■ SELECTED EXTRACT:
◇ ◇ ◇ ◇ ◇
A spike in food and oil prices has made the threat of inflation more acute, leading central banks said on Monday, but they warned tightening of policy in response will not proceed at the same pace.
Jean-Claude Trichet, speaking as chair of talks on the global economy at a Bank for International Settlements meeting, said the latest rise in oil prices heightened a warning he sent on inflationary pressures in January, though so far the global economy was set for relatively robust growth.
Additional tensions that have been observed in the price of oil and energy are giving an additional importance to the message we had in January to the global economy as a whole, Trichet said.
We are all devoted to continue anchoring solidly inflation expectations, that doesn't mean we take the same decisions.
A shock warning by European Central Bank President Trichet last week that it could raise euro zone interest rates next month highlighted differences with the looser stance of the U.S. Federal Reserve, driving the euro sharply higher.
Atlanta Federal Reserve Bank President Dennis Lockhart on Monday said U.S. monetary policymakers should not rule out further bond purchases if things worsen -- pointing to its continuing concern over economic growth.
Inflation concerns are pushing world stocks <.MIWD00000PUS> away from their 30-month highs set last month and expectations of a rise in euro zone interest rates have driven the euro to a four-month peak above $1.40.
◇ ◇ ◇ ◇ ◇
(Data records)
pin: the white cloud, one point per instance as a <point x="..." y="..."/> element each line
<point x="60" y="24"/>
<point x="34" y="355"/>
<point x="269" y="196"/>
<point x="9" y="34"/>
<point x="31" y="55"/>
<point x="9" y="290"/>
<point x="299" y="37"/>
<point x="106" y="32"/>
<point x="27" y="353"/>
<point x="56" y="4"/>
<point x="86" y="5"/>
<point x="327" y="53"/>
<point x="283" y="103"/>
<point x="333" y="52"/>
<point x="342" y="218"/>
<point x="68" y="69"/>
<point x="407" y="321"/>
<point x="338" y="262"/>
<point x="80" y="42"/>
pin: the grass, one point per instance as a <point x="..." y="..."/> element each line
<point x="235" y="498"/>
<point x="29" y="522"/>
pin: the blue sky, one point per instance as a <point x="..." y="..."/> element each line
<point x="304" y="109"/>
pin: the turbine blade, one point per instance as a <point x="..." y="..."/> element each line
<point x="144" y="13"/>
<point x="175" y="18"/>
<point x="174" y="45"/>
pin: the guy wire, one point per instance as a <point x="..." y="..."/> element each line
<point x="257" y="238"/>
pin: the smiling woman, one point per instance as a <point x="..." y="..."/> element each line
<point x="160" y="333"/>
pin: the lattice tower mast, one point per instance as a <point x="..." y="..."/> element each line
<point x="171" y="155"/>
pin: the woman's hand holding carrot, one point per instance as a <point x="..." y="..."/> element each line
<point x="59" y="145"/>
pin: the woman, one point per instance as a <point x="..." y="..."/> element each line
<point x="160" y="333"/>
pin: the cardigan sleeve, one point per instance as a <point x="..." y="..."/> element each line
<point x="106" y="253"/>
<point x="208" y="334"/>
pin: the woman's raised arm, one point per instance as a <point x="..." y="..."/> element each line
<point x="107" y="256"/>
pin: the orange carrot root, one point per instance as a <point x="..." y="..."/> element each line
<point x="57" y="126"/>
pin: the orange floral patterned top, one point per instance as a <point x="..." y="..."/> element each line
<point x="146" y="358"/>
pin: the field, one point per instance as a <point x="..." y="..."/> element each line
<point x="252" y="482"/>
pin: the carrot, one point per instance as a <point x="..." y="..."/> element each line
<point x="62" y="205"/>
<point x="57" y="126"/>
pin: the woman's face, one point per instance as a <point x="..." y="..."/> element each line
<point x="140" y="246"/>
◇ ◇ ◇ ◇ ◇
■ THINGS TO DO:
A) Check each statement against the central-bank news report and mark it yes or no, quoting the report's deciding words: (i) Trichet spoke as chair of talks at a Bank for International Settlements meeting; (ii) Dennis Lockhart said U.S. policymakers should rule out further bond purchases; (iii) the euro reached a four-month peak above $1.40.
B) Please write the next few sentences of the central-bank news report, picking up after its final sentence.

■ ANSWERS GIVEN:
A)
(i) Yes: "speaking as chair of talks on the global economy at a Bank for International Settlements meeting"
(ii) No: "should not rule out further bond purchases if things worsen"
(iii) Yes: "have driven the euro to a four-month peak above $1.40"

B)
Global food prices measured by the United Nations hit a record high in February, driven by rising grain costs and tighter supply, while U.S. crude oil prices hit fresh 2-1/2 year highs due to worries over supply disruption in Arab producers.
Trichet said different policies did not mean some central banks were abandoning their commitment to stable prices.
There is unity of purpose and that this is crystallising in the goal of solidly anchoring inflation expectations, Trichet said.
Oil price growth causes a significant temporary bump in inflation but it has to rise significantly to have a material impact on world economic growth, which is still expected to reach a healthy 4 percent this year.
Reuters calculations show world GDP growth will halve to 2.1 percent in 2011 from current projections only if Brent crude oil reached $150 a barrel, a 27 percent increase from Monday's prices.